> _Actions to take_:
a) Reproduce the sqruff timing script text verbatim, from start to finish.
b) Write out the records from the line containing "Locate the mountain" down to the line containing "<point>346,213</point>", both included, and leave out the pictures.

> _Text provided_:
Ok, I have made a single script that you should work as long as you have sqlfluff installed and you run it from the cli directory of the sqruff repo. It will create two files: sqruff_results.csv and sqlfluff_results.csv:

import random
import subprocess
import time


initial_statement_sql = """CREATE TABLE IF NOT EXISTS `project_id.dataset_id.table_id` (
  id STRING NOT NULL,
  product STRING NOT NULL,
  cost INTEGER NOT NULL,
  timestamp_added TIMESTAMP NOT NULL  
);

INSERT INTO `project_id.dataset_id.table_id` (
    id,
    product,
    cost,
    timestamp_added
)
VALUES"""



def run_sqruff_check(size_param: int, output_filename: str, command: list):
    insert_value_strings_list = []
    for i in range(size_param):
        insert_value_strings_list.append(f"""(
        {i},
        {random.choice(["bike", "car", "tv", "orange"])},
        {random.choice([100, 200, 300, 400])},
        current_timestamp()
    )""")
    
    output=initial_statement_sql+"\n"+",\n".join(insert_value_strings_list)
    
    with open("./test.sql", "w") as file:
        file.write(output)
    
    start_time = time.time()
    subprocess.run(command, check=False, stdout=subprocess.DEVNULL, stderr=subprocess.DEVNULL)
    with open(f"./{output_filename}","a") as file:
        file.write(f"{(size_param*6)+14}, {time.time()-start_time}\n")
    print(f"{(size_param*6)+14}, {time.time()-start_time}")

> _Listing_:
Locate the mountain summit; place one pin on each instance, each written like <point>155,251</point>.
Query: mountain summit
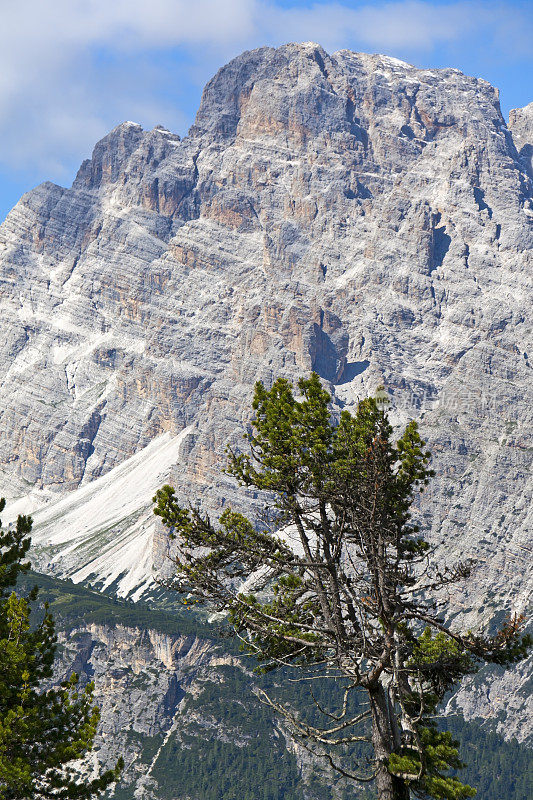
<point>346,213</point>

---

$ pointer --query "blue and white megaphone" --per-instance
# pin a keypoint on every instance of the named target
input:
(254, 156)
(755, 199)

==

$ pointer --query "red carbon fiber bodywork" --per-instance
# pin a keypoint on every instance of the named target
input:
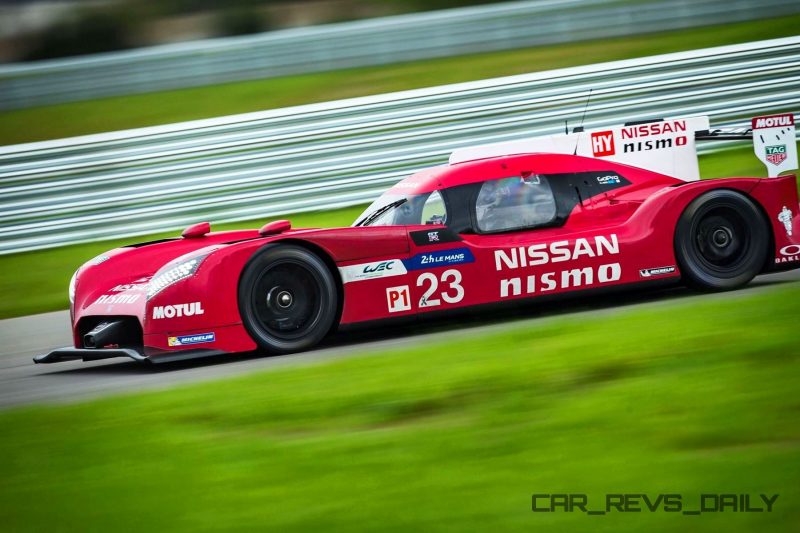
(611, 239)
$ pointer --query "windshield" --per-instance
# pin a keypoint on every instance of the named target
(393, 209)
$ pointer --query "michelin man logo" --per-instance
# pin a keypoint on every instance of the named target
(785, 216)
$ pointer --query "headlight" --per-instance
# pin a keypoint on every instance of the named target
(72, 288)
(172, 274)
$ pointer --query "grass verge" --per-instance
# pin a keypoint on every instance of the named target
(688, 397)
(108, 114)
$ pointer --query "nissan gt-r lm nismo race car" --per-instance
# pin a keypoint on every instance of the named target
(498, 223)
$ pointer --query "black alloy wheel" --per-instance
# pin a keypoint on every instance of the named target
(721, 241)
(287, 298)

> _Responses to the exercise_:
a)
Ok, I have made a single script that you should work as long as you have sqlfluff installed and you run it from the cli directory of the sqruff repo. It will create two files: sqruff_results.csv and sqlfluff_results.csv:

import random
import subprocess
import time


initial_statement_sql = """CREATE TABLE IF NOT EXISTS `project_id.dataset_id.table_id` (
  id STRING NOT NULL,
  product STRING NOT NULL,
  cost INTEGER NOT NULL,
  timestamp_added TIMESTAMP NOT NULL  
);

INSERT INTO `project_id.dataset_id.table_id` (
    id,
    product,
    cost,
    timestamp_added
)
VALUES"""



def run_sqruff_check(size_param: int, output_filename: str, command: list):
    insert_value_strings_list = []
    for i in range(size_param):
        insert_value_strings_list.append(f"""(
        {i},
        {random.choice(["bike", "car", "tv", "orange"])},
        {random.choice([100, 200, 300, 400])},
        current_timestamp()
    )""")
    
    output=initial_statement_sql+"\n"+",\n".join(insert_value_strings_list)
    
    with open("./test.sql", "w") as file:
        file.write(output)
    
    start_time = time.time()
    subprocess.run(command, check=False, stdout=subprocess.DEVNULL, stderr=subprocess.DEVNULL)
    with open(f"./{output_filename}","a") as file:
        file.write(f"{(size_param*6)+14}, {time.time()-start_time}\n")
    print(f"{(size_param*6)+14}, {time.time()-start_time}")

b)
Locate the mountain summit; place one pin on each instance, each written like <point>155,251</point>.
Query: mountain summit
<point>346,213</point>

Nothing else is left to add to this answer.